Task to carry out ▸ Go over the data and keep only the lines that include "below".

Dataset records ▸
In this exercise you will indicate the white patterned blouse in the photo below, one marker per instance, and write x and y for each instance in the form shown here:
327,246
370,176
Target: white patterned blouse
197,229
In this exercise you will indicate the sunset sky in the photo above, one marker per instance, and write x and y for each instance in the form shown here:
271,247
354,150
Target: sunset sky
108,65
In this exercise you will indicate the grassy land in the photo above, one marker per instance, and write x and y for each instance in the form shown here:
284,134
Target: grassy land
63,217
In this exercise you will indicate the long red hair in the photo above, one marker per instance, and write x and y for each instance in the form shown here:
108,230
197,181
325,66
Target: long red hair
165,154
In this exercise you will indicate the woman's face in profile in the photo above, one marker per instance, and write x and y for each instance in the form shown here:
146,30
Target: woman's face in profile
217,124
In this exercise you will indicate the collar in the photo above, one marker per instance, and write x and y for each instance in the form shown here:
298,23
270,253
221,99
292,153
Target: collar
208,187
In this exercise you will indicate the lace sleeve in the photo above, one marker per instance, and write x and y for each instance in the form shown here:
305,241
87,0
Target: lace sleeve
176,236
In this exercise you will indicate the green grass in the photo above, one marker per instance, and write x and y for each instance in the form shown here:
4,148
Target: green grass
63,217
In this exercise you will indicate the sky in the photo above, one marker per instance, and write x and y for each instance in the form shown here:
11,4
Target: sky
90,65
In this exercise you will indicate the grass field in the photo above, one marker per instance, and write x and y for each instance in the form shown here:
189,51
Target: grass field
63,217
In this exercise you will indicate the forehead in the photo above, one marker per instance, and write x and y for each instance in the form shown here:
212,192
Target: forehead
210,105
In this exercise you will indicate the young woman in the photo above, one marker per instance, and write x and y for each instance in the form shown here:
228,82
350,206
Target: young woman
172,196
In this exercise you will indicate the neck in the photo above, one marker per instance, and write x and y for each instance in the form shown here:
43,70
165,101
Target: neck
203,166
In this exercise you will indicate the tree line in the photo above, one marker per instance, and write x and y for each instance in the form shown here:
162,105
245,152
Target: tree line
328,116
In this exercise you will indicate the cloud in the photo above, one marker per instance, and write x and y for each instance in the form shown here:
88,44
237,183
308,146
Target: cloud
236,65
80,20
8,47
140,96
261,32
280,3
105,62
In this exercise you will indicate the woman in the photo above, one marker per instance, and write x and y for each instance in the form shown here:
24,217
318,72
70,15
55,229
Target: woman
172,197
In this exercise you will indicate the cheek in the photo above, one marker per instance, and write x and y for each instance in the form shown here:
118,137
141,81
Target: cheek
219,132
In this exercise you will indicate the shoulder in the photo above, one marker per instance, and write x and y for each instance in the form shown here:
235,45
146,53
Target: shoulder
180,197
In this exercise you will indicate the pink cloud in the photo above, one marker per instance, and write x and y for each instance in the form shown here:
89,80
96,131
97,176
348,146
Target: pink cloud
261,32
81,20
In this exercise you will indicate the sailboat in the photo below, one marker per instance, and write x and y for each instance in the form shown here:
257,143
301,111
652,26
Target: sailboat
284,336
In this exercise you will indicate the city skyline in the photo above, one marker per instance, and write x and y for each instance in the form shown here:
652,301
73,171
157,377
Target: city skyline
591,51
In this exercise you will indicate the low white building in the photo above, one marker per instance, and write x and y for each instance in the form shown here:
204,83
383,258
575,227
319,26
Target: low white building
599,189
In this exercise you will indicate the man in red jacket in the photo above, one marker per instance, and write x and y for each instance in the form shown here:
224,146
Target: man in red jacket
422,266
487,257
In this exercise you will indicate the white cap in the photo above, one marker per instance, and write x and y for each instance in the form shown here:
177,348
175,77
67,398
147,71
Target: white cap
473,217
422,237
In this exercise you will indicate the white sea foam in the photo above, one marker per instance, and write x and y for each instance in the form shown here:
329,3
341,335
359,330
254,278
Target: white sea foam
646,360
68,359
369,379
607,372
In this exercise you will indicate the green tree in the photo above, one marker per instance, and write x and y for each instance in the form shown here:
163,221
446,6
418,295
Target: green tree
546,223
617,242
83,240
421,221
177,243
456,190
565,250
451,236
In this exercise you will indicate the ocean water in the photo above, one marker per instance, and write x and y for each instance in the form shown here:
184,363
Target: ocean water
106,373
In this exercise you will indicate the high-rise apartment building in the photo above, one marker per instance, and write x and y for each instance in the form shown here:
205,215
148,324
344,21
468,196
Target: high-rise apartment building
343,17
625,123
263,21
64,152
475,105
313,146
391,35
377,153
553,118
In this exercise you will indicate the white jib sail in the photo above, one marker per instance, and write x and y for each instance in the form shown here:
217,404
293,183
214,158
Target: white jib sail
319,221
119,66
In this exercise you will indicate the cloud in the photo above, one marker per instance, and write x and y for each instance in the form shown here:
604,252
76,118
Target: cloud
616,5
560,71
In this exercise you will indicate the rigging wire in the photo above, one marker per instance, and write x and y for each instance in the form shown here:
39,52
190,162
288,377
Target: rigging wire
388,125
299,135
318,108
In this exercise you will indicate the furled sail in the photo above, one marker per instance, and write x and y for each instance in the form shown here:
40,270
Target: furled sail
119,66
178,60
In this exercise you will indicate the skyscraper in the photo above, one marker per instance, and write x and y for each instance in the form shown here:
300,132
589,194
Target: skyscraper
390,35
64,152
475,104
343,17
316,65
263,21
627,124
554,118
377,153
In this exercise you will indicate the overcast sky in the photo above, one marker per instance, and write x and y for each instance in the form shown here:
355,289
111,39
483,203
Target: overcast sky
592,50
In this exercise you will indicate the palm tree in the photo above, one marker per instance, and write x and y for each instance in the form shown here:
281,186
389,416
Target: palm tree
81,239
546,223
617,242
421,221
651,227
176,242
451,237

Result of the exercise ▸
In this exercise you will indicate the white patterned blouse in the photo below, one marker per instance, and write x and y for each instance in the form shown here:
In this exercise you will indicate the sailboat in the photo below, one marker per instance, and write x and y for each instance in the form shown here:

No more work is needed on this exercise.